EXERCISE INSTRUCTIONS
(1) List every distinct source file path that appears in the traceback in the debugging notes.
(2) Set down word for word the passage of the debugging notes starting with "firedrake.exceptions.ConvergenceError: Nonlinear solve" and going on through "(Error of MUMPS)".

TEXT
10. Debug#
10.1. 常见问题#
10.1.1. DIVERGED_LINEAR_SOLVE#
The errors are like this.
File "/home/yzz/firedrake/src/firedrake/firedrake/adjoint/solving.py", line 50, in wrapper
output = solve(*args, **kwargs)
File "/home/yzz/firedrake/src/firedrake/firedrake/solving.py", line 129, in solve
_solve_varproblem(*args, **kwargs)
File "/home/yzz/firedrake/src/firedrake/firedrake/solving.py", line 161, in _solve_varproblem
solver.solve()
File "/home/yzz/firedrake/src/firedrake/firedrake/adjoint/variational_solver.py", line 75, in wrapper
out = solve(self, **kwargs)
File "/home/yzz/firedrake/src/firedrake/firedrake/variational_solver.py", line 278, in solve
solving_utils.check_snes_convergence(self.snes)
File "/home/yzz/firedrake/src/firedrake/firedrake/solving_utils.py", line 139, in check_snes_convergence
raise ConvergenceError(r"""Nonlinear solve failed to converge after %d nonlinear iterations.
firedrake.exceptions.ConvergenceError: Nonlinear solve failed to converge after 0 nonlinear iterations.
Reason:
DIVERGED_LINEAR_SOLVE
Reasons for this:
You equation is not closed. May be you write wrong boundary conditions. Check the boundary condition carefully.
External package?
The resulting system is singular? (Maybe)
…
We can add flag -ksp_error_if_not_converged
to make PETSc print more infomation on the error. Below is an example of error DIVERGED_LINEAR_SOLVE
Exmaple 1 (Error of MUMPS)

DATASET EXCERPT

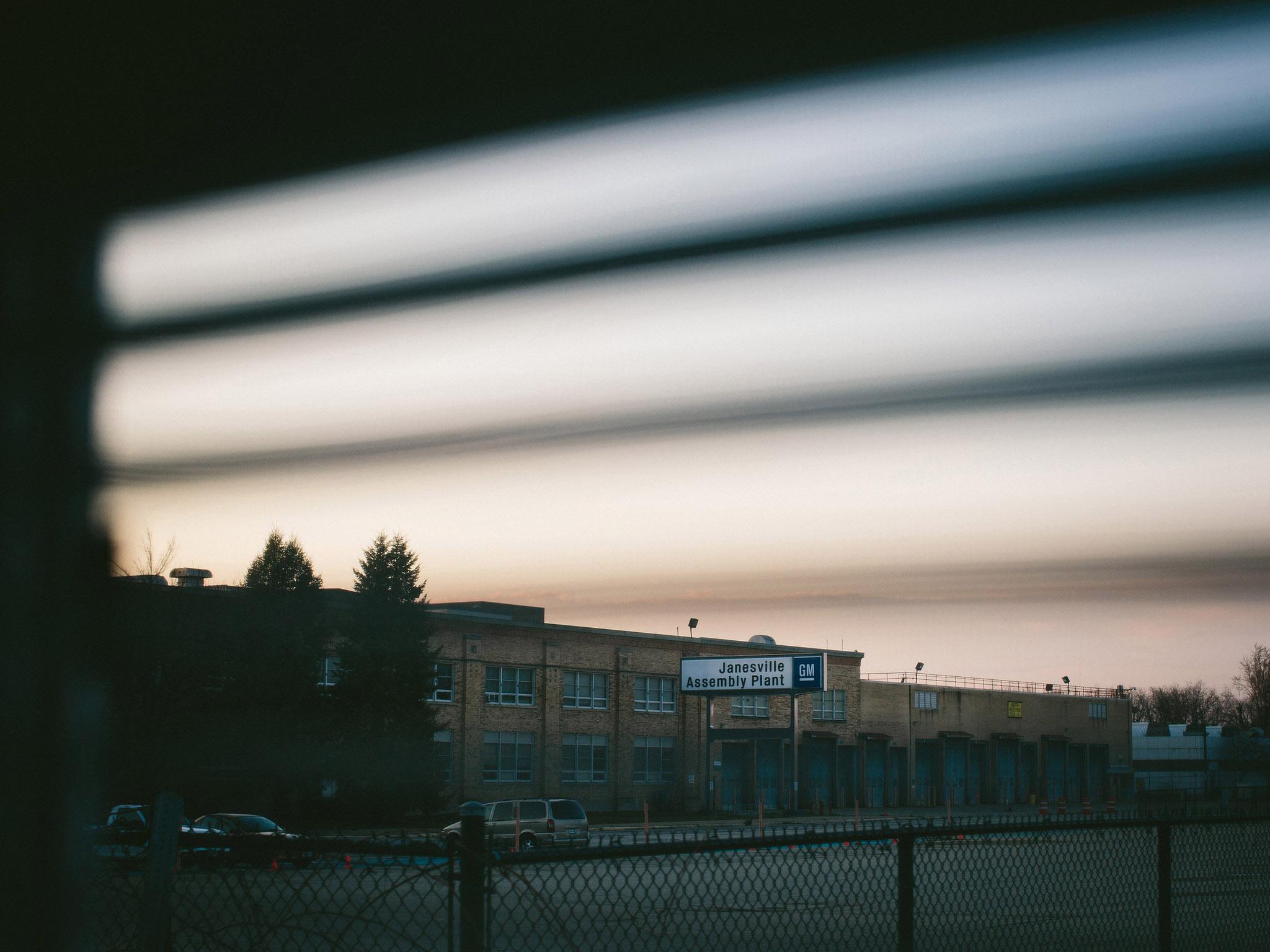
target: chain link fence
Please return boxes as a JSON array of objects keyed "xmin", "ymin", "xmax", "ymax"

OUTPUTS
(1)
- /home/yzz/firedrake/src/firedrake/firedrake/adjoint/solving.py
- /home/yzz/firedrake/src/firedrake/firedrake/solving.py
- /home/yzz/firedrake/src/firedrake/firedrake/adjoint/variational_solver.py
- /home/yzz/firedrake/src/firedrake/firedrake/variational_solver.py
- /home/yzz/firedrake/src/firedrake/firedrake/solving_utils.py

(2)
firedrake.exceptions.ConvergenceError: Nonlinear solve failed to converge after 0 nonlinear iterations.
Reason:
DIVERGED_LINEAR_SOLVE
Reasons for this:
You equation is not closed. May be you write wrong boundary conditions. Check the boundary condition carefully.
External package?
The resulting system is singular? (Maybe)
…
We can add flag -ksp_error_if_not_converged
to make PETSc print more infomation on the error. Below is an example of error DIVERGED_LINEAR_SOLVE
Exmaple 1 (Error of MUMPS)